** Текстовый отрывок **
# # # # # # #
На это странное учение, конечно, делались возражения. Одно из главных состояло в трудности разобрать, какова будет в момент пришествия Иисуса участь мертвых. В Фессалоникийской церкви со времени отъезда Павла кое-кто умер; эти первые смертные случаи произвели очень живое впечатление. Следовало ли жалеть и считать лишенными Царства Божия тех, кто таким образом исчез ранее часа торжества? Идея о личном бессмертии и личном суде, была тогда еще так мало развита, что такое возражение могло быть сделано. Павел отвечает на него с поразительной ясностью. Смерть будет лишь минутный сон.
"He хочу оставить вас, братия, в неведении об умерших, дабы вы не скорбели, как прочие, не имеющие надежды. Ибо, если мы веруем, что Иисус умер и воскрес, то и умерших в Иисусе Бог приведет с Ним. Ибо сие говорим вам словом Господним, что мы живущие до пришествия Господня не предупредим умерших; потому что Сам Господь при возвещении, при гласе Архангела и трубе Божией, сойдет с неба, и мертвые во Христе воскреснут прежде; потом мы, оставшиеся в живых, вместе с ними восхищены будем на облаках в сретение Господу на воздухе, и так всегда с Господом будем. Итак утешайте друг друга сими словами".
Старались определить, когда произойдет это великое событие. Апостол Павел осуждает эти любопытные искания и доказывает бесплодность их почти теми же словами, что приписываются и Иисусу:
"О временах же и сроках нет нужды писать к вам, братия, ибо сами вы достоверно знаете, что день Господень так придет, как тать ночью. Ибо, когда будут говорить: "мир и безопасность", тогда внезапно постигнет их пагуба, подобно как мука родами постигает имеющую в чреве, и не избегнут. Но вы, братия, не во тьме, чтобы день застал вас, как тать; ибо все вы - сыны света и сыны дня: мы - не сыны ночи, ни тьмы. Итак не будем спать, как и прочие, но будем бодрствовать и трезвиться...".
Эта близкая катастрофа занимала всех страшно. Энтузиасты считали возможным предсказать время ее на основании особых откровений; появились уже апокалипсисы; доходило до того, что пускались в обращение подложные послания апостола, где возвещался конец мира.
"Молим вас, братия, о пришествии Господа нашего Иисуса Христа и нашем собрании к Нему, не спешить колебаться умом и смущаться ни от духа, ни от слова, ни от послания, как бы нами посланного будто уже наступает день Христов. Да не обольстит вас никто никак: ибо день тот не придет, доколе не придет прежде отступление и не откроется человек греха, сын погибели, противящийся и превозносящийся выше всего, называемого Богом или святыней, так что в храме Божием сядет он, как Бог, выдавая себя за Бога. He помните ли, что я, еще находясь у вас, говорил вам это? И ныне вы знаете, что не допускает открыться ему в свое время. Ибо тайна беззакония уже в действии, только не совершится до тех пор, пока не будет взят от среды удерживающий теперь, - и когда откроется беззаконник, которого Господь Иисус убьет духом уст Своих и истребит явлением пришествия Своего, того, которого пришествие, по действию сатаны, будет со всякой силой и знамениями и чудесами ложными, и со всяким неправедным обольщением погибающих за то, что они не приняли любви истины для своего спасения. И за сие пошлет им Бог действие заблуждения, так что они будут верить лжи, да будут осуждены все неверовавшие истине, но возлюбившие неправду".
# # # # # # #
** Задание 1 **
Подсчитайте, в скольких строках записей встречается строка "oval". В ответе укажите только число.
Отрывок и записи между собой никак не связаны.
# # # # # # #
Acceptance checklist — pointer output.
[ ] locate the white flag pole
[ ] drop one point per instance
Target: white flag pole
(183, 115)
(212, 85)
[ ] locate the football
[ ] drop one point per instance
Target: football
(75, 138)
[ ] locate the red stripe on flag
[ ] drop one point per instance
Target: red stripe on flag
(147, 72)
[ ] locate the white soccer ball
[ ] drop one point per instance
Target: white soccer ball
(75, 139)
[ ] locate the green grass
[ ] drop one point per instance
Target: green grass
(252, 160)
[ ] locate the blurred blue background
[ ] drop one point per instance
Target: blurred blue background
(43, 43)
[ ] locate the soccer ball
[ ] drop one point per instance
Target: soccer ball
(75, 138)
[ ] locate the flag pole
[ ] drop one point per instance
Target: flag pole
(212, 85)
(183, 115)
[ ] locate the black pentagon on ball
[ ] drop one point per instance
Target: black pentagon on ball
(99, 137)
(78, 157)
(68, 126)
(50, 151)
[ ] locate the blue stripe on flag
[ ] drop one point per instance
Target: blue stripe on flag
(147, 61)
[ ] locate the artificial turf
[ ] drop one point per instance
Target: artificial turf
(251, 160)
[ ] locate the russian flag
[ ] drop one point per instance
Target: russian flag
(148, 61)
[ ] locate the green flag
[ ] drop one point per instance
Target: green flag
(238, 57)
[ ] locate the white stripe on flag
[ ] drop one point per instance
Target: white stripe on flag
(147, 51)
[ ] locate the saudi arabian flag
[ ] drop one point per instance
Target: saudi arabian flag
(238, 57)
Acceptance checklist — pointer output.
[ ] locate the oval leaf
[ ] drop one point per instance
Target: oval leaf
# # # # # # #
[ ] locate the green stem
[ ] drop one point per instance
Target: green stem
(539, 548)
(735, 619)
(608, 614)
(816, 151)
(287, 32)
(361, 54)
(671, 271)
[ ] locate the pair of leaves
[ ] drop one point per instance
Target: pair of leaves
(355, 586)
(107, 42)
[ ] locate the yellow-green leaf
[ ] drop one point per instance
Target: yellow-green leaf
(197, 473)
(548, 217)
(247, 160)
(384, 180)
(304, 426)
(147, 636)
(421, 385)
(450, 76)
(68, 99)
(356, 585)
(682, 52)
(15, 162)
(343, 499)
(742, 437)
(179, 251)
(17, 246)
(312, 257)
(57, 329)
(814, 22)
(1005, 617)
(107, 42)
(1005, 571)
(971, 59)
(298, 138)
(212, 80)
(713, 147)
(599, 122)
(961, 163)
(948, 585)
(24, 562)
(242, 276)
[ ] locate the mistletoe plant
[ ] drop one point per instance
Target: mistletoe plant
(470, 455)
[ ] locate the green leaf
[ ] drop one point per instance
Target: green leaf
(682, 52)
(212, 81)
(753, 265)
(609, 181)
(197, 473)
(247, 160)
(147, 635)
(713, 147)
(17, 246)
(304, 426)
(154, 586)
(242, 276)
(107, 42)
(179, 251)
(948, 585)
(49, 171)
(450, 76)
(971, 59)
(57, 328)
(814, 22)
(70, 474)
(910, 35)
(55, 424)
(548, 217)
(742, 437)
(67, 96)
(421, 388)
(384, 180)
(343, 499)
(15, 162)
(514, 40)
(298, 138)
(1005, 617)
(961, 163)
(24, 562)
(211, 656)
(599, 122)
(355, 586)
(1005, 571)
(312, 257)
# # # # # # #
** Задание 2 **
Перепишите отрывок о пришествии от слов "Эта близкая катастрофа" до слов "возвещался конец мира." включительно, заменив "апокалипсисы" на "пророчества".

** Ответ 1 **
2

** Ответ 2 **
Эта близкая катастрофа занимала всех страшно. Энтузиасты считали возможным предсказать время ее на основании особых откровений; появились уже пророчества; доходило до того, что пускались в обращение подложные послания апостола, где возвещался конец мира.